## PROVIDED MATERIAL:
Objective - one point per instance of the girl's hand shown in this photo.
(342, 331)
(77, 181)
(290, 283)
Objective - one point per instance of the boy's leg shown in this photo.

## EXERCISE INSTRUCTIONS:
Output the items above as a Markdown table with two columns, Row and Line: number each line in Row and put its text in Line, leaving out any blank lines.

## OUTPUT OF THE EXERCISE:
| Row | Line |
|---|---|
| 1 | Objective - one point per instance of the girl's hand shown in this photo. |
| 2 | (342, 331) |
| 3 | (77, 181) |
| 4 | (290, 283) |
| 5 | Objective - one point per instance of the boy's leg shown in this photo. |